Transcribe the tail of the listing: start at the line containing "of the calf's" and stop after the last line, keeping every character as is and adding nothing.

● Listed records:
++++++

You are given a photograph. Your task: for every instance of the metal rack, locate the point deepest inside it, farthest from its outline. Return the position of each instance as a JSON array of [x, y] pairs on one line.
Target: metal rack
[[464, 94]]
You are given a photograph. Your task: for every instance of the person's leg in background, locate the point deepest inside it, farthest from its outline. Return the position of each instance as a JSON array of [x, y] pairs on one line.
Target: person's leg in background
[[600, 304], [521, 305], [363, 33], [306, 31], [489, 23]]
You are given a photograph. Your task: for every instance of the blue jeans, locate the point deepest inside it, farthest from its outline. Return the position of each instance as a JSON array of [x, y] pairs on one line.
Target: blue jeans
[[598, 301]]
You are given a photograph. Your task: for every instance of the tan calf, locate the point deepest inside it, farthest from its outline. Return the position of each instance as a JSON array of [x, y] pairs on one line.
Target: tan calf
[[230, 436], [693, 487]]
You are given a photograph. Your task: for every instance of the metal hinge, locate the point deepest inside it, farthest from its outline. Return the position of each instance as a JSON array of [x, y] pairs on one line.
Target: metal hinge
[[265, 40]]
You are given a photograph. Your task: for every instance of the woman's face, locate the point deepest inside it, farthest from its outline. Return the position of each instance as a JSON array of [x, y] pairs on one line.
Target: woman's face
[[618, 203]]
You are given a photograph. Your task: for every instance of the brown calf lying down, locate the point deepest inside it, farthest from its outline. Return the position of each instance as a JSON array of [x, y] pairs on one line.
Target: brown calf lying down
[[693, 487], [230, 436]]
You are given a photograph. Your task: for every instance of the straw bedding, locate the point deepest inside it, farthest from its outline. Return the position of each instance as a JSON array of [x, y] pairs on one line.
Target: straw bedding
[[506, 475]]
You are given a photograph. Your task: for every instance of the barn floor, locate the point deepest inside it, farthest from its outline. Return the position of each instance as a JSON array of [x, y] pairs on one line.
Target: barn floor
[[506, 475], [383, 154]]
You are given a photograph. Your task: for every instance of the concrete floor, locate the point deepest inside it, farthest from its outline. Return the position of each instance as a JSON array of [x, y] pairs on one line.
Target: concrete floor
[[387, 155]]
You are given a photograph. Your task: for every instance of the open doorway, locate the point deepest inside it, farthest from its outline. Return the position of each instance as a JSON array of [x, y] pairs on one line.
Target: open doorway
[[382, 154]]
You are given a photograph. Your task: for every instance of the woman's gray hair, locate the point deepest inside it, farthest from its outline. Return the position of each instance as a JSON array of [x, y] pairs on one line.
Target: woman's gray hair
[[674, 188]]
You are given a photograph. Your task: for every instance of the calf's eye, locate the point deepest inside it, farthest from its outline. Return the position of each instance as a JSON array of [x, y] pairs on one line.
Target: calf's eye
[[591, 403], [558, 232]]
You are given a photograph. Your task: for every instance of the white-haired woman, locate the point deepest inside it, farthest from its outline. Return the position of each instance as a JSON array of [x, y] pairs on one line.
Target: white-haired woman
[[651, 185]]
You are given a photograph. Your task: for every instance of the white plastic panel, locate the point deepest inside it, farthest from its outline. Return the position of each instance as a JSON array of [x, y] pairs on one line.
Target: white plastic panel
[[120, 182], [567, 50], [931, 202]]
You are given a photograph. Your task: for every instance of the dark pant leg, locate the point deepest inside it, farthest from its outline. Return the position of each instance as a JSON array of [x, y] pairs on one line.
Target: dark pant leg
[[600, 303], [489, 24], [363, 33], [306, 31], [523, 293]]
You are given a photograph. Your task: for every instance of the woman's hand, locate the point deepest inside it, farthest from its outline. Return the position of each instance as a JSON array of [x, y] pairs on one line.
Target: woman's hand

++++++

● Answer in full:
You are given a photograph. Your task: for every instance of the calf's eye, locate the point deepest inside it, farthest from its outline. Return the position of each instance as a JSON array of [x, y] pairs on one line.
Target: calf's eye
[[591, 403], [558, 232]]
You are given a photograph. Your task: for every instance of the white-haired woman, locate the point deepest inside it, farthest from its outline. Return the position of each instance as a JSON array of [x, y] pairs on one line.
Target: white-haired woman
[[651, 185]]
You are given a photograph. Your task: for every instance of the white plastic panel, locate the point deepest inside it, farthest from its outline. Return the position of each instance as a JSON array of [x, y] pairs on one line.
Target: white plastic panel
[[120, 182], [567, 50], [931, 202]]
You are given a photograph. Your task: for every instance of the dark pant leg, locate the point deepest inside it, farthest from its outline. Return the position of each instance as a JSON array of [x, y] pairs on one line.
Target: dark pant leg
[[600, 303], [489, 24], [363, 33], [306, 31], [523, 293]]
You are given a photograph. Your task: for every instance of the woman's hand, locate the point deepest inside it, farthest from its outline. Return the position of each instance as a JSON array of [x, y] pairs on one line.
Target: woman's hand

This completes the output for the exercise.